Görev A: Alıntı metinde sözü edilen olağanüstü hafta hangi şehirde geçirilmiştir?

Alıntı Metin:
================================
14 Aralık 2010 Salı

Weltschmerz


Fiona ve Marianna’yla dopdolu süper bir haftadan bahsedecektim size hesapta.. 10 yıl önce olduğu gibi her an birlikte olduğumuz, misler gibi roze şaraplar içip liseliler gibi gitar çalıp şarkı söylediğimiz (is it still lame if you do it with old friends?! Sorarım size!), tek kişilik yatakta sıkışa tepişe yarım popoluk yer kapıp muhabbet halinde uyuyakaldığımız, sapıkça fal baktığımız, hatta sonradan yorumlamak üzere falların resimlerini çekecek kadar işi ileri taşıdığımız (kim bu sarışın?!) olağanüstü bir hafta geçirdim İstanbul’da. Tadı damağımda kaldı... O kadar özlemişim ki... İnsanın kardeşi olmayınca kızkardeşler ediniyor kendine, 13-14 yaşlarındayken özellikle.. Bazıları (euphoric de bilir) aynı şekilde hissetmiyor, hissetmediği ortaya çıkıyor zamanla.. Bazılarının da, Fiona ve Marianna gibilerin, kilometrelerce uzakta da olsalar kalpleri eşzamanlı atıyor.
================================
Sağlanan Veriler:
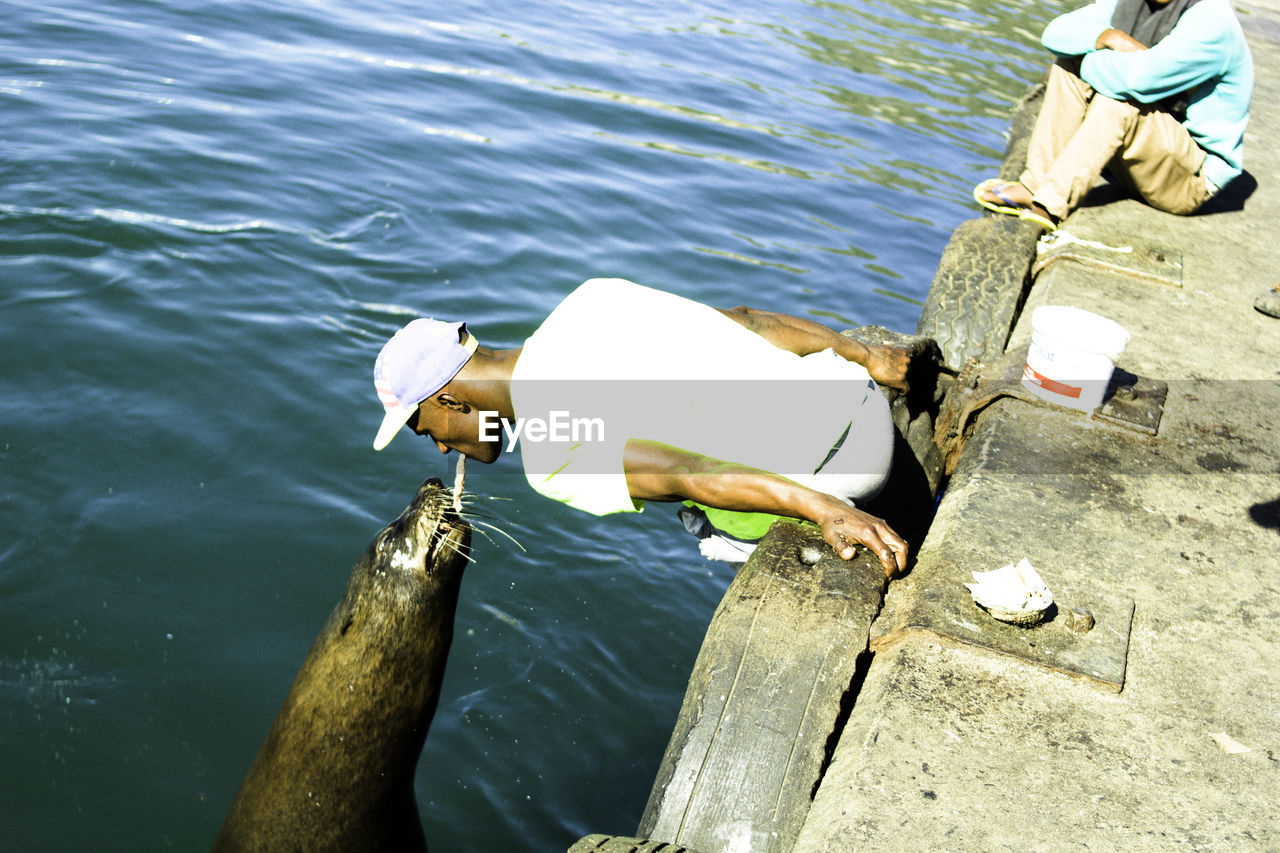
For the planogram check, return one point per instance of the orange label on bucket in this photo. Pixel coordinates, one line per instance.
(1051, 384)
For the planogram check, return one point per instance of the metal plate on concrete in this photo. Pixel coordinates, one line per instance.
(1151, 263)
(1061, 642)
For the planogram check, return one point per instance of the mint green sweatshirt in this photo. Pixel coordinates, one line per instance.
(1205, 54)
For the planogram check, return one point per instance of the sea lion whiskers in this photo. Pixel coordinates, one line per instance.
(481, 527)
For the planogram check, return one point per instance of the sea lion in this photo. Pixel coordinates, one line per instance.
(336, 771)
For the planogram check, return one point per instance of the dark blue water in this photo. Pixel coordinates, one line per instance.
(214, 213)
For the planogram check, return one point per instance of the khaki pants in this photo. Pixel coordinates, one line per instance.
(1080, 132)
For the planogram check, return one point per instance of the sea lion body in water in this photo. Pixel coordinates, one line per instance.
(336, 771)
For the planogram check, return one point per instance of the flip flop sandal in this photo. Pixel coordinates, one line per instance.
(1043, 222)
(993, 186)
(1269, 302)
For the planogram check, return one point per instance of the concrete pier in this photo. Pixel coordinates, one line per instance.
(1164, 730)
(1146, 714)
================================
Görev B: Yukarıdaki satırlardan yalnızca "sea lion whiskers" ifadesinin geçtiği satırdan başlayıp "(1080, 132)" ifadesinin geçtiği satıra kadar olanları (bu satır da dahil) "girdi" ve "cikti" başlıklı iki sütunlu bir CSV olarak yeniden yazınız. Her metin ve yanıtı tek bir CSV satırında yer alsın; her biri tırnak içinde tek bir alan olsun ve satır sonları boşluğa çevrilsin.

Yazılı Yanıt A: İstanbul'da.

Yazılı Yanıt B:
girdi,cikti
"For the planogram check, return one point per instance of the sea lion whiskers in this photo. Pixel coordinates, one line per instance.","(481, 527)"
"For the planogram check, return one point per instance of the sea lion in this photo. Pixel coordinates, one line per instance.","(336, 771)"
"For the planogram check, return one point per instance of the dark blue water in this photo. Pixel coordinates, one line per instance.","(214, 213)"
"For the planogram check, return one point per instance of the khaki pants in this photo. Pixel coordinates, one line per instance.","(1080, 132)"